TASK INSTRUCTIONS |
Rewrite the rows below as a numbered list, leaving out blank lines. Omit the pictures from your answer.

DATA FOR THIS TASK |
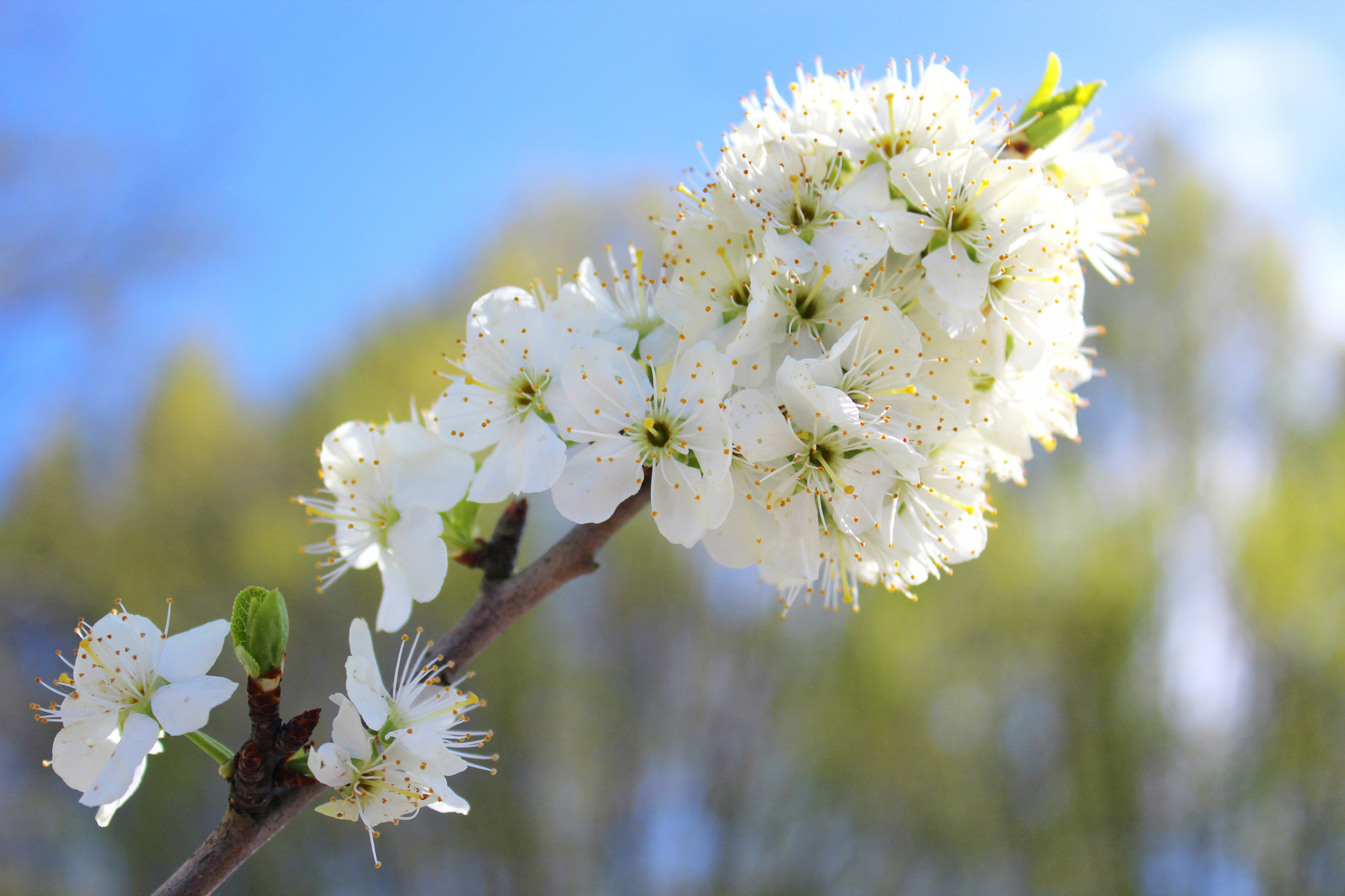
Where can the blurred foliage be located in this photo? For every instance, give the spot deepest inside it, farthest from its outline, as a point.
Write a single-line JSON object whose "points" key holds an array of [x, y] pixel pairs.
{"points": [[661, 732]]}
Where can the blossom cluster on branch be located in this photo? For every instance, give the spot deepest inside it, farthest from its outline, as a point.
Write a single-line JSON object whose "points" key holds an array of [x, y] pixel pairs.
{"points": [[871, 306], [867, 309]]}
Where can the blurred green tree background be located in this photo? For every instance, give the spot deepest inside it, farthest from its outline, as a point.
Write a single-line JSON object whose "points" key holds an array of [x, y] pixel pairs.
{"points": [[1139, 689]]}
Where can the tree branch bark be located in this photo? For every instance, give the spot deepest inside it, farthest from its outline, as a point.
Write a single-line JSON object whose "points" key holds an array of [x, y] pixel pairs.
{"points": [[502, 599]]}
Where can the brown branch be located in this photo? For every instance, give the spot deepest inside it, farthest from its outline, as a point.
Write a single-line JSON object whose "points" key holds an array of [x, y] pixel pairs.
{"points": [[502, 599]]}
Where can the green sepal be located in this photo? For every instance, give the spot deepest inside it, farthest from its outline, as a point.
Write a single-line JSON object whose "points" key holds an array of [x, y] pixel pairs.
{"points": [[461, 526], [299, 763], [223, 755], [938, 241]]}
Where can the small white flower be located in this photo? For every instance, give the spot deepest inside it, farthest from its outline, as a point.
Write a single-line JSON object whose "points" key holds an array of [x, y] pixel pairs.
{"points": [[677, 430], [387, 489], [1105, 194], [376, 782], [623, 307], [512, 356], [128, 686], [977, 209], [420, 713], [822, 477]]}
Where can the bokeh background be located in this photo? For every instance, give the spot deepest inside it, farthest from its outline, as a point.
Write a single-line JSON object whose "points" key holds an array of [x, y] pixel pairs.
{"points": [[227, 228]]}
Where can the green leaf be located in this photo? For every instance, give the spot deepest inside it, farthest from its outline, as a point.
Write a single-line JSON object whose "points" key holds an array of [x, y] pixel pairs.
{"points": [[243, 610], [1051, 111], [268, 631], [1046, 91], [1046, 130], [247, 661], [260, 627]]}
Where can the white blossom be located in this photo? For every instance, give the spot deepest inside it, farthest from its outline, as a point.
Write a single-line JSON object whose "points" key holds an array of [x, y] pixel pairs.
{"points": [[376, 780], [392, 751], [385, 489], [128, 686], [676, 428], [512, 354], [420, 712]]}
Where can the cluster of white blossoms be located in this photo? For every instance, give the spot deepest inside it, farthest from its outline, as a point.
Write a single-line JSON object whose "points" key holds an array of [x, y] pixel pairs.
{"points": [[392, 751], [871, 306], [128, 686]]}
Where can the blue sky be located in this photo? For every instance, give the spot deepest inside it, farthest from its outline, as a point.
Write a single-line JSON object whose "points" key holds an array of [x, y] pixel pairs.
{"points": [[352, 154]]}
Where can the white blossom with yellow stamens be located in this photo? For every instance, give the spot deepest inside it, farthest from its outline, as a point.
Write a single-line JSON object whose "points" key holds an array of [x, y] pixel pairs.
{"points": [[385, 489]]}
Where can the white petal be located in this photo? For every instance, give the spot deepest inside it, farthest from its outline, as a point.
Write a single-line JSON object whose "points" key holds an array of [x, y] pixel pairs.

TASK RESULT |
1. Where can the blurred foliage be located in this photo? For every instance, give the spot deepest inside it, farthest from its outline, as a point.
2. Write a single-line JSON object whose "points" key holds an array of [x, y] pixel pairs.
3. {"points": [[661, 732]]}
4. Where can the blossom cluster on branch be located in this photo? For every instance, give the spot deepest inside it, farthest from its outline, as a point.
5. Write a single-line JSON object whose "points" key holds an array of [x, y] pixel pairs.
6. {"points": [[871, 306], [867, 309]]}
7. Where can the blurred green tree background be located in this photo? For every instance, give the spot deepest inside it, farthest from its outline, as a point.
8. Write a single-line JSON object whose "points" key holds an array of [x, y] pixel pairs.
9. {"points": [[1139, 689]]}
10. Where can the tree branch bark be located in this photo? For every instance, give the spot deepest inside it, farthest from its outline, as a point.
11. Write a single-line JSON object whose "points" key holds an array of [x, y] pixel pairs.
12. {"points": [[502, 599]]}
13. Where can the brown branch be located in this photo? For every instance, give the spot deepest inside it, farthest from its outline, as a point.
14. Write a single-line JSON object whose "points" key holds an array of [x, y] pixel pairs.
15. {"points": [[502, 599]]}
16. Where can the green sepal be located in this photo? For every instance, give the spot deepest inside it, farthest from its outline, as a point.
17. Write a single-line JSON object whose "points" key holds an array of [x, y] pixel pairs.
18. {"points": [[461, 526], [299, 763], [223, 755], [938, 241]]}
19. Where can the small white flower be located in this photo? For every instance, give the spot deepest inside it, farthest from its outline, as a point.
20. Write a single-line JSON object whose "points" key holds an array of [x, y] pixel pairs.
21. {"points": [[677, 430], [387, 489], [1105, 194], [376, 782], [623, 307], [512, 356], [128, 686], [977, 209], [420, 713], [822, 477]]}
22. Where can the bokeh background be located in this photo? For every instance, give the spot deepest inside it, farthest from its outline, as a point.
23. Write a single-line JSON object whose "points" key holds an array of [x, y] pixel pairs.
24. {"points": [[227, 228]]}
25. Where can the green leaf be located in this photo? For every instance, give the spot deepest inside it, farthest from its outline, as a point.
26. Write a single-line JSON object whose "points" key holds an array of [x, y] pixel pairs.
27. {"points": [[243, 610], [1051, 111], [268, 631], [1046, 91], [1046, 130], [247, 661], [260, 627]]}
28. Where can the white blossom be located in this photo? For every instance, give the spot deepest inside it, farthest from its outline, as a point.
29. Write a single-line JSON object whose "points" key holds an array of [x, y] pixel pairs.
30. {"points": [[376, 780], [392, 751], [385, 489], [128, 686], [676, 428], [512, 354], [420, 712]]}
31. Where can the cluster of white blossoms be located in this photo? For every instance, give the spot deepest inside it, farthest from its outline, as a point.
32. Write a single-line JSON object whose "points" key holds an array of [x, y] pixel pairs.
33. {"points": [[392, 751], [871, 306], [128, 686]]}
34. Where can the blue sky be located in this photo? For every instance, give the spot deepest inside it, farthest from its outline, as a point.
35. Write a single-line JSON object whose "points" key holds an array of [x, y] pixel pairs.
36. {"points": [[352, 154]]}
37. Where can the white blossom with yellow stamens be located in this photo? For every instance, give the spot deepest inside it, farthest from its outline, as a point.
38. Write a single-line JSON object whose "points" key holds an array of [x, y] pixel pairs.
39. {"points": [[385, 489]]}
40. Where can the white petal be located in this photo? For every instance, give the spot deepest inside it, farthest from its outline, as a point.
41. Write a single-line JSON object whose "points" key holds an array of [x, y] pixel pairs.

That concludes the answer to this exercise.